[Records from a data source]
---
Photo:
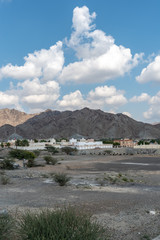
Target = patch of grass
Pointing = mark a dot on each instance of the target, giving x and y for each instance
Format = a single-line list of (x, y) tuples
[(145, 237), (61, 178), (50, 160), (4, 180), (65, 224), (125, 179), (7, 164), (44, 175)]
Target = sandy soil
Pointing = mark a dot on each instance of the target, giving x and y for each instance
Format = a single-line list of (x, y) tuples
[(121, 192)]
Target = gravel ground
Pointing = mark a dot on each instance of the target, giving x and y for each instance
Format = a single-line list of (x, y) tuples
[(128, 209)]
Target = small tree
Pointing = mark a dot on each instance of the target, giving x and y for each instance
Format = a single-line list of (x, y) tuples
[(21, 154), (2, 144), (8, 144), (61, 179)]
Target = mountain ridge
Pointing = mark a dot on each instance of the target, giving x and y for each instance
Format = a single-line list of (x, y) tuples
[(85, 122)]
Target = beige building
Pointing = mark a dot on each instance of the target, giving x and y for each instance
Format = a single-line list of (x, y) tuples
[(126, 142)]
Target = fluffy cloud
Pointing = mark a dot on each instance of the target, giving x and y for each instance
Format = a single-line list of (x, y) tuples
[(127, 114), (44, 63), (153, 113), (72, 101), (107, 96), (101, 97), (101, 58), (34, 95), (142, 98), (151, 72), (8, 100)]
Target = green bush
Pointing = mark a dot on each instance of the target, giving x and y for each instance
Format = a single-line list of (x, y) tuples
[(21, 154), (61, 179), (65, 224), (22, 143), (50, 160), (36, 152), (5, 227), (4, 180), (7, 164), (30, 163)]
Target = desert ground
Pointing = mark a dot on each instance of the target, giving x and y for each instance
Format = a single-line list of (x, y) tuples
---
**Task to complete**
The entries above need to be printed again exactly; please exclude all pictures.

**Solved problem**
Photo:
Target = patch of grass
Pointing = mark a dot on each instance of the target, giving x and y for each instance
Format = a single-line list of (x, y) tuples
[(145, 237), (61, 178), (50, 160), (4, 180), (65, 224), (125, 179), (7, 164), (44, 175)]
Target = sandy soil
Pointing = mark a dot on each instance of the target, giving x and y for each instance
Format = a single-line list of (x, y) tuples
[(121, 192)]
Target = gravel ground
Pointing = mark a dot on each instance of the target, giving x and y for each instance
Format = a single-line list of (x, y) tuples
[(128, 209)]
Target = small tree
Pointing = mark a dot on each instance of the target, giving x and y for each instance
Format = a single-line list of (x, y) tuples
[(21, 154), (2, 144), (8, 144), (61, 179)]
Target = mountain ridge
Pointing = mark a dot on each instance of the target, giving x and y for each instance
Format = a single-line list of (x, y) tuples
[(85, 122)]
Target = beige building
Pointing = mark a dot on each instance of the target, giving x and y for each instance
Format = a single-line list of (x, y) tuples
[(126, 142)]
Target = fluffy cloud
Pointing = mark a dot on each instance of the target, giving x and y for each instance
Format = a single-line list of (x, y) tuples
[(127, 114), (44, 63), (153, 113), (72, 101), (107, 96), (101, 97), (101, 58), (34, 95), (142, 98), (151, 72), (8, 100)]
Target = green bush
Pointing = mark a dot on each instance of the target, giving x and y for each instance
Format = a single-line list of (x, y) tuples
[(21, 154), (61, 179), (65, 224), (22, 143), (50, 160), (36, 152), (5, 227), (4, 180), (7, 164), (30, 163)]
Target = desert ground
Pointing = mark a dot on each instance of the target, giving x and y for each instance
Format = a single-line list of (x, y) tuples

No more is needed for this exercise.